WHAT THE TASK ASKS
Copy each of the lines below without changing anything.
##### PROVIDED ENTRIES
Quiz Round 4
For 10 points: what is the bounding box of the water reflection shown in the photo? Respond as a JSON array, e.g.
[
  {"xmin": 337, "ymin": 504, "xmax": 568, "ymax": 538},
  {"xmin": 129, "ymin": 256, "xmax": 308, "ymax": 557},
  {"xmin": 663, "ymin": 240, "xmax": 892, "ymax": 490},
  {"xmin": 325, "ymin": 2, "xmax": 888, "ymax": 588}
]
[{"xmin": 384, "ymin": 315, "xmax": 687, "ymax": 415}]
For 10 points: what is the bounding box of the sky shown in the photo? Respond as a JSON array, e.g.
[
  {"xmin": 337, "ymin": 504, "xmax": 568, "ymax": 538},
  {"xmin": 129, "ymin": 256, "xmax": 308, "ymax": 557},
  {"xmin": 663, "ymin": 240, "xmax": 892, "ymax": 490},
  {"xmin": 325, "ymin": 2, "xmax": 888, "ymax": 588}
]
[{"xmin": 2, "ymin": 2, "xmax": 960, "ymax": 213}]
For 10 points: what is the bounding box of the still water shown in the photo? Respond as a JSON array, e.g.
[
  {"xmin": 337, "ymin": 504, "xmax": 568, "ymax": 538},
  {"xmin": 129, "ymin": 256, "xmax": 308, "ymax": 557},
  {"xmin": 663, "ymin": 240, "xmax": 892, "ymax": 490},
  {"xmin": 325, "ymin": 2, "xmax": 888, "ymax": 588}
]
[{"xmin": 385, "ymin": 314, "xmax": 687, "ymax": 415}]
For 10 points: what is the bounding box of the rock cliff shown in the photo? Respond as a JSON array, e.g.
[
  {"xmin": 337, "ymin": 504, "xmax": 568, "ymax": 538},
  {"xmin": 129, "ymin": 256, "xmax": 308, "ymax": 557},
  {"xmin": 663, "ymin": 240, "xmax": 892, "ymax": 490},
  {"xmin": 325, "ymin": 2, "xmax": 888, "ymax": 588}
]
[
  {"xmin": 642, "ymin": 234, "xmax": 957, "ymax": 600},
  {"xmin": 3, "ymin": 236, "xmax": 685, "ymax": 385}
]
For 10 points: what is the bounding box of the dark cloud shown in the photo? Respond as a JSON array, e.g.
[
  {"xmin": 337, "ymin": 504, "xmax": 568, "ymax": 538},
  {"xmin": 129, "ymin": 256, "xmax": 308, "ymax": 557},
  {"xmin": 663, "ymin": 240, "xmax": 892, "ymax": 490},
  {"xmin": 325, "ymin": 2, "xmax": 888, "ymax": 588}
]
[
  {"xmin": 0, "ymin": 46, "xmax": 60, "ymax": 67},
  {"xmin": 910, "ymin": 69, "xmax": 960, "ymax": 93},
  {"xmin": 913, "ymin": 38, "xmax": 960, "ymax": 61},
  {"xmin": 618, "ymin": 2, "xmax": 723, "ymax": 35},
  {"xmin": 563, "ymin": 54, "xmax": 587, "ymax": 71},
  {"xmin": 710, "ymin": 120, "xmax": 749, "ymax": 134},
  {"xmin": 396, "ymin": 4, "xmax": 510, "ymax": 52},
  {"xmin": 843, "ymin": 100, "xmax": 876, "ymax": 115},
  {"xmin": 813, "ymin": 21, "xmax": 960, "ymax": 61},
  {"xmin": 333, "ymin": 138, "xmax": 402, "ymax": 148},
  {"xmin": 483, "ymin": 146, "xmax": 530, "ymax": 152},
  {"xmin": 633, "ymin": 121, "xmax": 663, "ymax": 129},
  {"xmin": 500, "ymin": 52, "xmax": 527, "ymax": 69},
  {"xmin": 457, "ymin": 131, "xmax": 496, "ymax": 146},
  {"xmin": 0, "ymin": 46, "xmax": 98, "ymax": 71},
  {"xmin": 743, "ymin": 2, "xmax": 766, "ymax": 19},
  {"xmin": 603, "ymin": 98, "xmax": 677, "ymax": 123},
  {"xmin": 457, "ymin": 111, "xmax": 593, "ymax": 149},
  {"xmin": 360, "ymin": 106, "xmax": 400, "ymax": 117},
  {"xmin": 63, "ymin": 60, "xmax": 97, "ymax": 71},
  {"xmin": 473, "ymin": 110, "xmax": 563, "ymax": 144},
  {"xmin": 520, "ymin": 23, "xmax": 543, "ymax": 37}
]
##########
CORRECT ANSWER
Quiz Round 4
For 10 points: what is the bounding box of the water reflection shown in the photo? Respond as a JSON array, e.g.
[
  {"xmin": 337, "ymin": 504, "xmax": 568, "ymax": 538},
  {"xmin": 129, "ymin": 256, "xmax": 308, "ymax": 557},
  {"xmin": 663, "ymin": 240, "xmax": 892, "ymax": 490},
  {"xmin": 325, "ymin": 2, "xmax": 888, "ymax": 588}
]
[{"xmin": 384, "ymin": 315, "xmax": 687, "ymax": 415}]
For 10 points: what is the bounding box of the sky shown in the photo? Respond as a JSON array, e.g.
[
  {"xmin": 337, "ymin": 504, "xmax": 568, "ymax": 538},
  {"xmin": 129, "ymin": 256, "xmax": 308, "ymax": 557},
  {"xmin": 663, "ymin": 240, "xmax": 892, "ymax": 490},
  {"xmin": 325, "ymin": 2, "xmax": 888, "ymax": 588}
]
[{"xmin": 2, "ymin": 2, "xmax": 960, "ymax": 213}]
For 10 points: what is the bounding box of the still water shown in the photo? Respond as a JSON array, e.g.
[
  {"xmin": 337, "ymin": 504, "xmax": 568, "ymax": 538},
  {"xmin": 129, "ymin": 256, "xmax": 308, "ymax": 557},
  {"xmin": 663, "ymin": 240, "xmax": 892, "ymax": 490},
  {"xmin": 325, "ymin": 2, "xmax": 888, "ymax": 588}
]
[{"xmin": 385, "ymin": 314, "xmax": 687, "ymax": 415}]
For 10 points: what is the bounding box of the rock cliff shown in the photo? Respond as a JSON array, e.g.
[
  {"xmin": 337, "ymin": 504, "xmax": 568, "ymax": 538},
  {"xmin": 129, "ymin": 256, "xmax": 308, "ymax": 557},
  {"xmin": 663, "ymin": 240, "xmax": 892, "ymax": 490},
  {"xmin": 325, "ymin": 2, "xmax": 888, "ymax": 588}
]
[
  {"xmin": 642, "ymin": 234, "xmax": 957, "ymax": 600},
  {"xmin": 3, "ymin": 236, "xmax": 685, "ymax": 385}
]
For 10 points: what is the bounding box of the dark cloud shown in the photo? Respond as a JSON array, e.g.
[
  {"xmin": 337, "ymin": 504, "xmax": 568, "ymax": 538},
  {"xmin": 129, "ymin": 256, "xmax": 308, "ymax": 557},
  {"xmin": 663, "ymin": 240, "xmax": 892, "ymax": 490},
  {"xmin": 325, "ymin": 2, "xmax": 888, "ymax": 588}
]
[
  {"xmin": 0, "ymin": 46, "xmax": 60, "ymax": 67},
  {"xmin": 910, "ymin": 69, "xmax": 960, "ymax": 93},
  {"xmin": 913, "ymin": 38, "xmax": 960, "ymax": 61},
  {"xmin": 618, "ymin": 2, "xmax": 723, "ymax": 35},
  {"xmin": 563, "ymin": 54, "xmax": 587, "ymax": 71},
  {"xmin": 710, "ymin": 120, "xmax": 749, "ymax": 134},
  {"xmin": 396, "ymin": 4, "xmax": 510, "ymax": 52},
  {"xmin": 843, "ymin": 100, "xmax": 876, "ymax": 115},
  {"xmin": 813, "ymin": 21, "xmax": 960, "ymax": 61},
  {"xmin": 333, "ymin": 138, "xmax": 402, "ymax": 148},
  {"xmin": 483, "ymin": 146, "xmax": 530, "ymax": 152},
  {"xmin": 633, "ymin": 121, "xmax": 663, "ymax": 129},
  {"xmin": 500, "ymin": 52, "xmax": 527, "ymax": 69},
  {"xmin": 457, "ymin": 131, "xmax": 496, "ymax": 146},
  {"xmin": 0, "ymin": 46, "xmax": 98, "ymax": 71},
  {"xmin": 743, "ymin": 2, "xmax": 766, "ymax": 19},
  {"xmin": 603, "ymin": 98, "xmax": 677, "ymax": 123},
  {"xmin": 457, "ymin": 111, "xmax": 593, "ymax": 149},
  {"xmin": 360, "ymin": 106, "xmax": 400, "ymax": 117},
  {"xmin": 63, "ymin": 60, "xmax": 97, "ymax": 71},
  {"xmin": 473, "ymin": 110, "xmax": 563, "ymax": 144},
  {"xmin": 520, "ymin": 23, "xmax": 543, "ymax": 37}
]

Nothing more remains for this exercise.